**POTONGAN TEKS**
***

ASN tersebut memalsukan dokumen dengan mengubah salah satu persyaratan surat untuk diajukan pada sekolah. Dengan demikian, surat tersebut seolah-olah telah mendapat perbaikan dari Disdukcapil Kota Bandar Lampung.

Ternyata, setelah pihak sekolah mengecek dokumen ke Disdukcapil Kota, terungkap tak pernah melakukan perubahan. Inspektur Bandar Lampung, Robi Suliska Sobri mengaku tengah mendalami kasus yang tersebut.

“Yang jelas pelakunya sudah mengaku dan ini (kesalahan) fatal ya. Tapi soal sanksi seperti apa belum ditentukan karena ada tim penyelesaian kasus yang memutuskan itu. Dalam waktu dekat lah ini kita selesaikan,” kata Robi pada IDN Times, Selasa 18 Juli 2023.

Soal apakah ada yang membantu pelaku memalsukan dokumen di disdukcapil kota, Robi belum bisa memastikan.

“Pasti kita gali. Tapi kalau apakah ada oknum di dukcapil sendiri masih belum tahu ya, kita masih belum bisa mengatakan siapa saja yang terlibat,” ujarnya.

Cara lain yang lebih "halus" mengakalinya dengan menumpang KK. Caranya, nama peserta PPDB dimasukkan dalam KK di keluarga yang rumahnya masuk zonasi sekolah yang dituju.

***

Data anotasi wilayah gambar
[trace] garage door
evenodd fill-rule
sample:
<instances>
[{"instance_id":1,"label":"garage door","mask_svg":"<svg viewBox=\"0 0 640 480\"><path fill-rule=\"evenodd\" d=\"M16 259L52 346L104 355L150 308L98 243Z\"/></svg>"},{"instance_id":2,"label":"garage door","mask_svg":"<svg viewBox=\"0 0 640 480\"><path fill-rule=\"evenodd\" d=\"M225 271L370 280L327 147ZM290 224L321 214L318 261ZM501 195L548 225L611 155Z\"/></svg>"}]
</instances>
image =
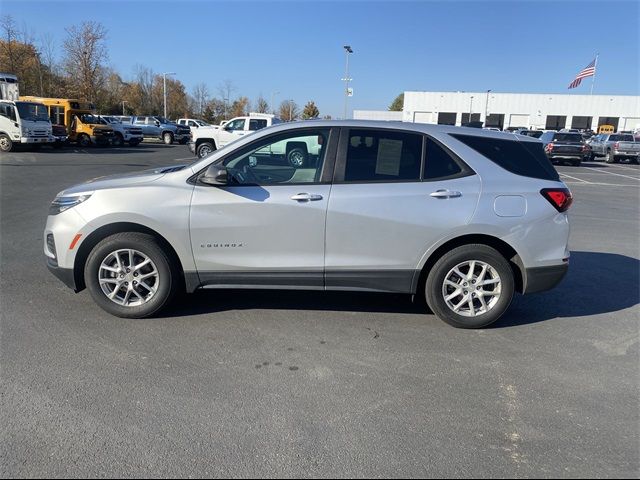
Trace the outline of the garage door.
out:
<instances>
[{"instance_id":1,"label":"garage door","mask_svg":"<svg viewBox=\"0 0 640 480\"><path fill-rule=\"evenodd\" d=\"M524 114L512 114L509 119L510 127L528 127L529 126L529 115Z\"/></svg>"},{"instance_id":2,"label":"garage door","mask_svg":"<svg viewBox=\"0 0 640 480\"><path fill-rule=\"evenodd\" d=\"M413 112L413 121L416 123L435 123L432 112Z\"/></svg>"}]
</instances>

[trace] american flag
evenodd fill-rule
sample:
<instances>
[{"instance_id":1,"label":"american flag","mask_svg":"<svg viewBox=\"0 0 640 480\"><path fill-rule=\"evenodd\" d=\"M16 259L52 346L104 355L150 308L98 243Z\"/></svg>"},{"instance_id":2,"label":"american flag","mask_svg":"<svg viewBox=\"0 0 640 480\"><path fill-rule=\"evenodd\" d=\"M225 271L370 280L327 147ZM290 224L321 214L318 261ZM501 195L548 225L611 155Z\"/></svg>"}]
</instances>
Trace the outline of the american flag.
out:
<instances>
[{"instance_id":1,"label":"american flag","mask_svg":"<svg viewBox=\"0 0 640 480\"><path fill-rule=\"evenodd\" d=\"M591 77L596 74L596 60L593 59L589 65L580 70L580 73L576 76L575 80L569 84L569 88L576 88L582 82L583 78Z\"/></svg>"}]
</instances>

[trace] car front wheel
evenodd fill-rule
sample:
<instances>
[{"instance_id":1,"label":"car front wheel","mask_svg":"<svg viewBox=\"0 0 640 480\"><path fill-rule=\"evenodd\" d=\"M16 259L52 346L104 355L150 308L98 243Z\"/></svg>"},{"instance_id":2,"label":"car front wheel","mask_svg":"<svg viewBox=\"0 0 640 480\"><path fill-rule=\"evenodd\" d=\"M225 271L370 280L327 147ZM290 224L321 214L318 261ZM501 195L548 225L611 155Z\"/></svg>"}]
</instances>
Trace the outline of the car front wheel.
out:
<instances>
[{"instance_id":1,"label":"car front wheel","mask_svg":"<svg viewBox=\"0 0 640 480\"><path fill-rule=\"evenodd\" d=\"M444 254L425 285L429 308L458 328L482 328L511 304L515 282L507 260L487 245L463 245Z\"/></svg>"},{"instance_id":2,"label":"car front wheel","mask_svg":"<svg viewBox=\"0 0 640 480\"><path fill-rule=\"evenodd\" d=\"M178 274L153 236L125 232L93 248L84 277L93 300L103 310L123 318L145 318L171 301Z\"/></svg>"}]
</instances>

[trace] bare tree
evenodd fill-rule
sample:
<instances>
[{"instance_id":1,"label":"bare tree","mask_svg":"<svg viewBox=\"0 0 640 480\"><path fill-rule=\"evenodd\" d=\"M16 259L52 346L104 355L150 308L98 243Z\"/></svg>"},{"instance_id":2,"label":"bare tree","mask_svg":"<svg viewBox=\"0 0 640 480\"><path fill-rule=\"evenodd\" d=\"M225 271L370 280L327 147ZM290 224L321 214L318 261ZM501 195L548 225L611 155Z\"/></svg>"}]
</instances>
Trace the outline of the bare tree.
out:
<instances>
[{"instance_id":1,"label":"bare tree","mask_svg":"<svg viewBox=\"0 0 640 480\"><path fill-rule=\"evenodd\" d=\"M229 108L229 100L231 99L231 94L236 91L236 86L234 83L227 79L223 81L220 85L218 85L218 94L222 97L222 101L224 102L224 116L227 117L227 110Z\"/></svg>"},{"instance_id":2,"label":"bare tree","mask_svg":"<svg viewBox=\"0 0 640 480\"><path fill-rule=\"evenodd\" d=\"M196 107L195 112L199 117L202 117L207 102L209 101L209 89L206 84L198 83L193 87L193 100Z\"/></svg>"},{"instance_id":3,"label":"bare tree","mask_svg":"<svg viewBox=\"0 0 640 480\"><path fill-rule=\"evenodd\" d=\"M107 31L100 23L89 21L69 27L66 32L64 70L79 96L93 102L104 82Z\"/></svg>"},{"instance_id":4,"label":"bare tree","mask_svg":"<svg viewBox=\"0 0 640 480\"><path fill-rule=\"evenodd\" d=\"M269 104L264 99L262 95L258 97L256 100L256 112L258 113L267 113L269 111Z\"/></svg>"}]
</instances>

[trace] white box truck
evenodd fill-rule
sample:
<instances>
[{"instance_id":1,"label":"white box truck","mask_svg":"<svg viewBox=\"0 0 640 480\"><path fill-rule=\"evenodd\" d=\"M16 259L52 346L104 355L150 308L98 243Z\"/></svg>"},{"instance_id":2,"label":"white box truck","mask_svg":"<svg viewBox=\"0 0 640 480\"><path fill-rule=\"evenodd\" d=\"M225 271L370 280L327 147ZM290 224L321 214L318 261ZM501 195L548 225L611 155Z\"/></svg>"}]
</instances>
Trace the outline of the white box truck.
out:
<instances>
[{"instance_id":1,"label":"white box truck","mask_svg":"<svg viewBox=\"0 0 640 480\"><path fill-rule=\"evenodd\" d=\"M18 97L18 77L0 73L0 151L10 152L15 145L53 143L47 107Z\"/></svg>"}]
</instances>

***

**TUGAS**
• A. Jawab pertanyaan berikut berdasarkan potongan teks tentang pemalsuan dokumen untuk sekolah.
(i) Ke instansi mana pihak sekolah mengecek dokumen yang diajukan?
(ii) Kepada media apa Robi Suliska Sobri memberi keterangan, dan pada hari serta tanggal berapa?
(iii) Dengan cara apa calon peserta PPDB menumpang KK?
• B. Lanjutkan potongan teks tentang pemalsuan dokumen untuk sekolah itu, mulai dari kalimat terakhirnya.

**JAWABAN LATIHAN**
• A.
(i) Disdukcapil Kota Bandar Lampung.
(ii) Kepada IDN Times, pada Selasa, 18 Juli 2023.
(iii) Nama peserta PPDB dimasukkan ke dalam KK keluarga yang rumahnya berada di zonasi sekolah yang dituju.

• B.
Temuan kasus ini ada di Yogyakarta. "Paling masif tahun ini," Kepala Ombudsman Yogyakarta Budhi Masturi, 13 Juli 2023.

Budhi mengungkap, ada 11 anak yang ketahuan menumpang di dua KK. Ada satu KK dengan enam anak, dan satu KK lagi lima orang anak. "Kami memperoleh KK asalnya, alamat asal orangtuanya, dan umumnya itu berada di luar ring zona sekolah," ujar Budhi.

Gubernur Banten Al Muktabar bahkan menemukan sendiri kasus anak yang menumpang KK ini saat dia mengecek langsung data para pendaftar Jalur Zonasi di SMAN 1 Kota Serang, Rabu 12 Juli 2023.

Al Muktabar mendatangi langsung alamat terdekat yang didaftarkan. Dari empat sampel pendaftar Jalur Zonasi yang dicek, dua di antaranya tidak ditemukan-- yakni pendaftar yang berjarak 101 meter dan 105 meter dari sekolah yang beralamat di Lingkungan Cimuncang, Kota Serang.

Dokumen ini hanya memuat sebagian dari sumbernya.